__Extract__:
COLUMBUS: Every college football team leaves spring with more work ahead to become all it can be in the fall, but there are signs that Ohio State is well ahead of schedule compared with this time a year ago.
Back then, first-year coach Urban Meyer had deep concerns about his receiving corps, the offensive line had been shuffled and he didn’t know who his right tackle was going to be, Curtis Grant was penciled in as the middle linebacker, the secondary was shaky, and Braxton Miller was a quarterback long on running ability but raw in the rudiments of the passing game and leadership.
That team proceeded to go 12-0 and finish third in the Associated Press media poll. Although banned from the postseason, the Buckeyes carved a deep niche as just the seventh team in school history to finish undefeated and untied.
Compare that with the group Meyer steered through the entertaining spring game last Saturday at Paul Brown Stadium in Cincinnati:
• Miller, off limits to big hits and thus from running much, stepped up in the blustery conditions and showed the ability to throw all manner of passes, from a game-opening deep one to Evan Spencer, to the touch-lob for a touchdown to Devin Smith and the back-shoulder laser to Corey Brown for another touchdown. Just for show, Miller also outran the defense to the pylon for a touchdown.
• Those receivers were also no “clown show,” as Meyer called them a year ago. In fact, he now says Brown has all-Big Ten capability. Senior Chris Fields, almost a forgotten soul last April, now is considered a starter, Meyer said. Smith and Spencer made their mark, and Michael Thomas, though he might have a way to go in terms of consistency, proved during the spring that he can make big catches.

__Work order 1__: For each statement, say yes or no as to whether the Ohio State football article supports it, and quote the words from the article that decide it: (a) Ohio State went 12-0 in Meyer's first season. (b) The spring game was held at Ohio Stadium in Columbus. (c) Meyer now regards Chris Fields as a starter.
__Work order 2__: Proceed with the Ohio State football article, writing the next part after its last sentence.
The data that comes next is separate material, unrelated to the Ohio State football article.

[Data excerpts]
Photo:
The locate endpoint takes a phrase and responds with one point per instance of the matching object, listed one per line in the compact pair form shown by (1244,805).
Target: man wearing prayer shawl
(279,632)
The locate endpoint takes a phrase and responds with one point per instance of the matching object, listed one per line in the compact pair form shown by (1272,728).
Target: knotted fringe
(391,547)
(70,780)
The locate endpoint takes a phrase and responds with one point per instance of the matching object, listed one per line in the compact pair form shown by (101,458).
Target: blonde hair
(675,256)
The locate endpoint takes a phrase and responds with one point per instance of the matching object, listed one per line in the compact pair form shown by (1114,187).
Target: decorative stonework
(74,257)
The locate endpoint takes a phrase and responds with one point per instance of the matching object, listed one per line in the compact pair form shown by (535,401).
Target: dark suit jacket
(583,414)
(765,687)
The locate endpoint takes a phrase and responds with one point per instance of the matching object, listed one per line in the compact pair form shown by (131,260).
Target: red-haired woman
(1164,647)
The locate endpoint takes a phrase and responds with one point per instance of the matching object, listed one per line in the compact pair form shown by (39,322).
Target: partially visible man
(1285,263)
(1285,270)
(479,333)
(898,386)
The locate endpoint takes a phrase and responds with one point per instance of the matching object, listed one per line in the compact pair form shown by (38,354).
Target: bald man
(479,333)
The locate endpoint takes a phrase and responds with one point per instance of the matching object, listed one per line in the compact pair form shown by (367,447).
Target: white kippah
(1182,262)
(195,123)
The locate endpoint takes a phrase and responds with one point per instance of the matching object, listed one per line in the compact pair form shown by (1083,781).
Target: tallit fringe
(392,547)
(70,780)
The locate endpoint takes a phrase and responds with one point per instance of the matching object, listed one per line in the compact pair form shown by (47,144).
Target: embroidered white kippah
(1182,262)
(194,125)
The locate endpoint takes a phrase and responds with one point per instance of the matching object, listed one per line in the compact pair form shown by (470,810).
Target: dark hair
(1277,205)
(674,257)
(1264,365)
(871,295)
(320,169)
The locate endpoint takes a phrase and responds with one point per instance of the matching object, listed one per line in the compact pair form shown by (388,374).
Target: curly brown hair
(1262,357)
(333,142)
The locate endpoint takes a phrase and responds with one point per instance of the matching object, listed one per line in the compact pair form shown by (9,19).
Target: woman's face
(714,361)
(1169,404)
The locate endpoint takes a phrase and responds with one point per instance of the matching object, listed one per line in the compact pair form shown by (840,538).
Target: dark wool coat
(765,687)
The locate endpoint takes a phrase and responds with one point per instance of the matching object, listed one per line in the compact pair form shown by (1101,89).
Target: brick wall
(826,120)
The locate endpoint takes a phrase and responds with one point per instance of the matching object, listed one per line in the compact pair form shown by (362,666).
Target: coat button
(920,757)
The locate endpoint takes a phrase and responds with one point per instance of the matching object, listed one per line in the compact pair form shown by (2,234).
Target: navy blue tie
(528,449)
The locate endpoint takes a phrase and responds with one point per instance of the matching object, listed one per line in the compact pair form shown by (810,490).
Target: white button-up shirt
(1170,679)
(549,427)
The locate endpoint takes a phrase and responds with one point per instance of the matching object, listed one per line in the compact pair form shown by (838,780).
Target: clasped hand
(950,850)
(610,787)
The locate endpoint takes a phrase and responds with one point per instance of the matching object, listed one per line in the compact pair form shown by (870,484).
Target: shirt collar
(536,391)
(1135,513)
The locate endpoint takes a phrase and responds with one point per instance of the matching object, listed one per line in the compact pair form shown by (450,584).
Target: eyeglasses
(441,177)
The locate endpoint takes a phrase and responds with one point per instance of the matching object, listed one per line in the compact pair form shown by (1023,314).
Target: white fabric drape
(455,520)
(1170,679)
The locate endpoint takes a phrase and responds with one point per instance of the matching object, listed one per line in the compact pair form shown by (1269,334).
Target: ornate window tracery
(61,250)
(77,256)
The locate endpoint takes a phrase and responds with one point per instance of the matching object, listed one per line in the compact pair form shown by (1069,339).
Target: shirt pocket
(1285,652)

__Exercise response 1__:
(a) Yes: "That team proceeded to go 12-0 and finish third in the Associated Press media poll."
(b) No: "the entertaining spring game last Saturday at Paul Brown Stadium in Cincinnati"
(c) Yes: "Senior Chris Fields, almost a forgotten soul last April, now is considered a starter, Meyer said."

__Exercise response 2__:
• Right tackle still is a worry. Last season’s fast-rising winner, Reid Fragel, a converted tight end, is now prepping for the NFL Draft. And neither Taylor Decker nor Chase Farris laid claim to the starting spot the past few weeks. But unlike a year ago, the other four starters on the line are back.
• Grant, shelved as the starter after a couple of games last season, was declared the bona fide starter in the middle by Meyer last week after a strong spring. Weak-side linebacker Ryan Shazier, the team’s leading tackler in 2012, missed most of spring drills recovering from sports hernia surgery, but he is expected to be full-go in August. If the team uses three linebackers — it didn’t do that a lot in the spring — Joshua Perry likely would be the other.
• With three starters back in the secondary, including all-Big Ten cornerback Bradley Roby, the spring was about finding the other starting corner, a job Doran Grant grabbed, and about building depth. Armani Reeves, Adam Griffin, Eli Apple and Cam Burrows had cornerbacks coach Kerry Coombs excited about the future, as does nickel back Tyvis Powell.
Then throw in the fact that Meyer and his assistants are excited about the playmaking potential of the defensive line — even if it will include four newcomers — because ends Noah Spence and Adolphus Washington and tackle Michael Bennett have given it an athletic flair. And there is a confidence that running backs Carlos Hyde and Rod Smith, neither of whom played on Saturday, and tight ends Jeff Heuerman and Nick Vannett match up with any such tandems in the Big Ten. The offense returns nine starters.
The big question is whether the leadership void left by the departure of Zach Boren and company will be filled. But at last check, left tackle Jack Mewhort and center Corey Linsley, safeties C.J. Barnett and Christian Bryant and even a once-reluctant Miller are stepping up to that challenge.
Coming out of this spring, the overall trend is upward.